* Begin Source data *

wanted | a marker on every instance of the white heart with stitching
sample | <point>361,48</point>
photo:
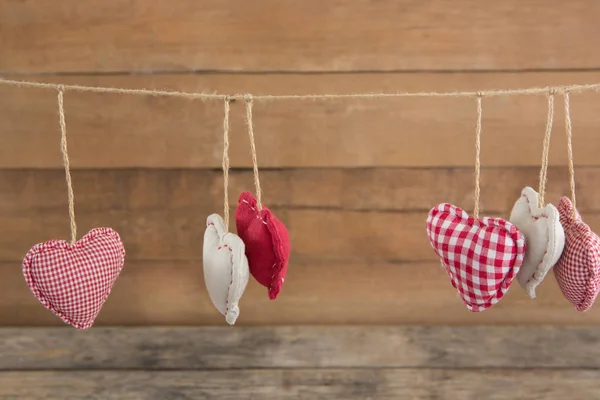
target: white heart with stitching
<point>544,237</point>
<point>226,271</point>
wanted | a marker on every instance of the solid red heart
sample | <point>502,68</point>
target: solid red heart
<point>73,281</point>
<point>481,256</point>
<point>267,243</point>
<point>578,269</point>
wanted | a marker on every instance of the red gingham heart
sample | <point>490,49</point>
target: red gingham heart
<point>481,256</point>
<point>74,281</point>
<point>578,269</point>
<point>267,243</point>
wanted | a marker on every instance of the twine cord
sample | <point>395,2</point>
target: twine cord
<point>546,149</point>
<point>477,156</point>
<point>249,123</point>
<point>569,132</point>
<point>225,164</point>
<point>268,97</point>
<point>65,154</point>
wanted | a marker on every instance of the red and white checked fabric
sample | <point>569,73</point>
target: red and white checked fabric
<point>481,256</point>
<point>267,243</point>
<point>74,281</point>
<point>578,269</point>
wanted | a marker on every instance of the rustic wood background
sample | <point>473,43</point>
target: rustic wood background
<point>352,179</point>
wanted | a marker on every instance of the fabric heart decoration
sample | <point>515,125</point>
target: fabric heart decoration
<point>267,243</point>
<point>481,256</point>
<point>74,280</point>
<point>578,269</point>
<point>544,236</point>
<point>226,271</point>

* End Source data *

▶ Problem to solve: Scale the point coordinates in the answers by 0.85, rounding each to the nearest whole number with halves going up, and write out all the lines above again, requests included. Leave the numbers in the requests and their sample points as they are, and leave the pictures out.

▶ Output of the task:
wanted | a marker on every instance of the white heart with stitching
sample | <point>361,48</point>
photo:
target: white heart with stitching
<point>462,201</point>
<point>192,230</point>
wanted | a marker on every instance of the solid red heart
sample | <point>502,68</point>
target: solid red heart
<point>62,239</point>
<point>409,218</point>
<point>227,207</point>
<point>491,229</point>
wanted | a marker on every instance of the red gingham heart
sample | <point>490,49</point>
target: red gingham heart
<point>409,218</point>
<point>63,239</point>
<point>491,229</point>
<point>227,207</point>
wanted | a marker on every instance of the twine cord
sample | <point>395,2</point>
target: twine cord
<point>464,127</point>
<point>405,133</point>
<point>212,105</point>
<point>484,112</point>
<point>191,139</point>
<point>228,82</point>
<point>55,131</point>
wanted | a marker on every instance of the red and white checked fabric
sample | <point>569,73</point>
target: red and white checked fabric
<point>409,218</point>
<point>227,207</point>
<point>63,239</point>
<point>491,229</point>
wanted | a marker on every instance of the rustic wood background
sample | <point>473,43</point>
target: rustic wood background
<point>299,152</point>
wanted | a marker on every instance of the fabric heart decoration
sample | <point>515,125</point>
target: fabric heart decoration
<point>227,207</point>
<point>409,218</point>
<point>63,238</point>
<point>491,229</point>
<point>462,201</point>
<point>192,230</point>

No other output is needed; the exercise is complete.